__Directions__: In the data that follows, find the line containing "You are given a photograph. For the net"; then quote that line and every line after it, exactly, through the last one.

** Opening Records provided block **

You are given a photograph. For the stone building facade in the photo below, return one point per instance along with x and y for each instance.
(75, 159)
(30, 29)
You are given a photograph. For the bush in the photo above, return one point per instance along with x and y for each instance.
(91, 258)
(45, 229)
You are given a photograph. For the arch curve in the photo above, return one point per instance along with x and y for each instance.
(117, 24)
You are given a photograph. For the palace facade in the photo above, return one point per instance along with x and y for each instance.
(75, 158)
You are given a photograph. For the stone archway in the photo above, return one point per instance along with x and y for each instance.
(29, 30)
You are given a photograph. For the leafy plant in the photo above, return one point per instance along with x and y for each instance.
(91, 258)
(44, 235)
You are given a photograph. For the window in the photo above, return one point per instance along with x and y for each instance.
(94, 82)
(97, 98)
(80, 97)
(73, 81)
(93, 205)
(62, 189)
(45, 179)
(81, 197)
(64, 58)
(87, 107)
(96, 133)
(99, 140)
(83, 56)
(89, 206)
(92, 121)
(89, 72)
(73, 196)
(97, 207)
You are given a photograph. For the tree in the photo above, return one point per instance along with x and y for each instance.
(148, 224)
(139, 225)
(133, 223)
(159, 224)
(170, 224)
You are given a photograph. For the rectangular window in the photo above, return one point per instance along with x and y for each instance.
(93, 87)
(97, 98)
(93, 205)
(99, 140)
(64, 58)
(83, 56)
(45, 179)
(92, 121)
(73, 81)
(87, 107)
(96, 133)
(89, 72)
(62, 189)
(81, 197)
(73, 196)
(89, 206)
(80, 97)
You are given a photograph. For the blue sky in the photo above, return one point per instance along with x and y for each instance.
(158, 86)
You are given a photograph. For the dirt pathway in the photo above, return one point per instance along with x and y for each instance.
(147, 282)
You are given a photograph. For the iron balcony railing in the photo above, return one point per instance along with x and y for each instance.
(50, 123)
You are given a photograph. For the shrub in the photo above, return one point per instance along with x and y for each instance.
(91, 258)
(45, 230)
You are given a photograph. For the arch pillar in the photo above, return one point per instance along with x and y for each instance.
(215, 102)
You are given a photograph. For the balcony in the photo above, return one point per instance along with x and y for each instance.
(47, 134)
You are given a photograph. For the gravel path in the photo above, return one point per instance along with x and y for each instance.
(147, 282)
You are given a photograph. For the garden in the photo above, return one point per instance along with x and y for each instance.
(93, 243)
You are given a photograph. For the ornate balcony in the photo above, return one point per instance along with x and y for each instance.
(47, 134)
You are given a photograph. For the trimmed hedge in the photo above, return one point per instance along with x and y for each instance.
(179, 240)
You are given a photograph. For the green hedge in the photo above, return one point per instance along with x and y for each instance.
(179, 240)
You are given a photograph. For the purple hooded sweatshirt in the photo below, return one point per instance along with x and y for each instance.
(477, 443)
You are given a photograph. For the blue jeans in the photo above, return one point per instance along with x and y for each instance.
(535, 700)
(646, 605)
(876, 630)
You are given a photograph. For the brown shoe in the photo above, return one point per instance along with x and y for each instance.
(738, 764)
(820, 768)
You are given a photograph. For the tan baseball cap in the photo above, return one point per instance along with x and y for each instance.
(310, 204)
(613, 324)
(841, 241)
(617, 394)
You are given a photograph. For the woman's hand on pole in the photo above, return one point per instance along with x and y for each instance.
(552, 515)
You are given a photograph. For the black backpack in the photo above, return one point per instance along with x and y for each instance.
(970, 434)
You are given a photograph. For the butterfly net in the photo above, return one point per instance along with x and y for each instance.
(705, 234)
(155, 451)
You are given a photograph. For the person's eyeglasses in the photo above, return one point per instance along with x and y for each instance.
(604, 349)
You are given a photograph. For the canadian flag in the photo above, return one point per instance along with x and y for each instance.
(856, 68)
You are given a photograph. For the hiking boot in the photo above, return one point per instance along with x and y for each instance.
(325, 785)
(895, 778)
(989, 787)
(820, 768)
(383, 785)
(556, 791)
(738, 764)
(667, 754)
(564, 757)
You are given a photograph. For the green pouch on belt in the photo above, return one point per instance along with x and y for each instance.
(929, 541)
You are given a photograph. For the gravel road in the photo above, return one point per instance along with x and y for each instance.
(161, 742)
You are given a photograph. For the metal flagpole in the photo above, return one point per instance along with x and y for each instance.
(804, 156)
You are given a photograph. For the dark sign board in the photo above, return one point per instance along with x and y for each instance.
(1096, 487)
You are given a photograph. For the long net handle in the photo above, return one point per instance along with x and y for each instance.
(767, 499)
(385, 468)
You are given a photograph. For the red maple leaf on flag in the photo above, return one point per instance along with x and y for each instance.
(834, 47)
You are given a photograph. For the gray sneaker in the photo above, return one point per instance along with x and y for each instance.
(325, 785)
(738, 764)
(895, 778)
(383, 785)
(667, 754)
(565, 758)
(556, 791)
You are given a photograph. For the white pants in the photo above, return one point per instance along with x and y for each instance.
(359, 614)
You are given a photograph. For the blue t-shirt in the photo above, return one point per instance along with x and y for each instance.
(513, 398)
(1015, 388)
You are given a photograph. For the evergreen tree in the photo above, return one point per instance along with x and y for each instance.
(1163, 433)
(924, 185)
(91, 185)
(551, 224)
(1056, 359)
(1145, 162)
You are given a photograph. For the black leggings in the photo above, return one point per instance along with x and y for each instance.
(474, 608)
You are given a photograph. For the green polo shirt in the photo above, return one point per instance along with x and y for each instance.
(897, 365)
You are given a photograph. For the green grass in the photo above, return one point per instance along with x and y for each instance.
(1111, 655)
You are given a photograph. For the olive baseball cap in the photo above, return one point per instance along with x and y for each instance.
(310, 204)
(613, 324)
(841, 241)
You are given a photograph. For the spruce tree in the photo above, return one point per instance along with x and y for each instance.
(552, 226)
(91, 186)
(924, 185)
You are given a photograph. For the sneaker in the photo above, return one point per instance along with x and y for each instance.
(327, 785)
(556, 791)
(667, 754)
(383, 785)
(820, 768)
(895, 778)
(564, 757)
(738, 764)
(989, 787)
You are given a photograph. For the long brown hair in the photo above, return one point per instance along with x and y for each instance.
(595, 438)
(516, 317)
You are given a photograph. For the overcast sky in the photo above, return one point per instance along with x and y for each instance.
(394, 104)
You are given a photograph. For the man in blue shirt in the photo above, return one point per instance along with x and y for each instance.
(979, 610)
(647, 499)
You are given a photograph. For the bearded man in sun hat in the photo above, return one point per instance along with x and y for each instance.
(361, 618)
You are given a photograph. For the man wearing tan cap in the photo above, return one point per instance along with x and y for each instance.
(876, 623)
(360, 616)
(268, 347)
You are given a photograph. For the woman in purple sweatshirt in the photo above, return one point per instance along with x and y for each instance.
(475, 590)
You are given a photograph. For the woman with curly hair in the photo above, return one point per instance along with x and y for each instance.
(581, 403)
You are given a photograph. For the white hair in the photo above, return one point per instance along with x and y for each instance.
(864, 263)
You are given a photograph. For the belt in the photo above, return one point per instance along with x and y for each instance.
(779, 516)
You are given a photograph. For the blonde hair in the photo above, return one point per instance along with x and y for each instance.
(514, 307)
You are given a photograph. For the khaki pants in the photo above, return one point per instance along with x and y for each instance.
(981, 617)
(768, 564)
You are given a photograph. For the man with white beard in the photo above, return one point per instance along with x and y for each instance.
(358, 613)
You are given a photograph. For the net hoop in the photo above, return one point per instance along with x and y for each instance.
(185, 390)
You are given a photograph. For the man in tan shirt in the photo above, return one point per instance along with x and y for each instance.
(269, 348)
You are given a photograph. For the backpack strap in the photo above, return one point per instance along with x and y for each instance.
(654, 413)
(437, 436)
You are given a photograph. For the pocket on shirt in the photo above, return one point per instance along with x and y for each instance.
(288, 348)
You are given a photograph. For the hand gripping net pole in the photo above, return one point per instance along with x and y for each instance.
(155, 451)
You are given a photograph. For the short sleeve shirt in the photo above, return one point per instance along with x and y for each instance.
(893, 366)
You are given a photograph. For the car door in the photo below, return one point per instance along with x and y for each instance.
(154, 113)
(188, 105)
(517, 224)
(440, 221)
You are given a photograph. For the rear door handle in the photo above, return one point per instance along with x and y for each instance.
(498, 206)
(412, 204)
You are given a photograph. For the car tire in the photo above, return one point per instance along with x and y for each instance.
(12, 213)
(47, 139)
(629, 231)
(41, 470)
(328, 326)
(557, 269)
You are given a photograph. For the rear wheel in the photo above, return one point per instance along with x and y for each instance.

** Closing Records provided block **

__Exercise solution__:
You are given a photograph. For the net hoop in the photo above, return one point per instance along with x and y for each instance.
(185, 390)
You are given a photograph. For the man in tan shirt in the photo above, return one point per instance along with x and y for each instance.
(269, 348)
You are given a photograph. For the backpack strap in the photo above, return one point per instance along with x and y for each instance.
(654, 413)
(437, 436)
You are given a photograph. For the pocket on shirt in the photo above, return one point per instance along with x and y for each instance.
(288, 348)
You are given a photograph. For the hand gripping net pole in the photo above, return one point per instance along with x and y for each instance.
(155, 451)
You are given a photograph. For the short sleeve shirt in the photo above, return one point per instance along with x and y for each instance.
(893, 366)
You are given a photograph. For the car door in the photo below, return one point per instance along with x and y for each instance.
(154, 113)
(188, 105)
(517, 224)
(440, 221)
You are given a photograph. For the rear door handle in the photo above, return one point per instance along with x and y for each instance.
(498, 206)
(412, 204)
You are given a photograph. For the car tire in the photo above, return one point per instance along with x and y for each instance.
(12, 213)
(47, 139)
(629, 231)
(41, 470)
(328, 326)
(557, 269)
You are given a photograph. For the rear wheel in the photo above, return one point per instance along with x and y for each instance.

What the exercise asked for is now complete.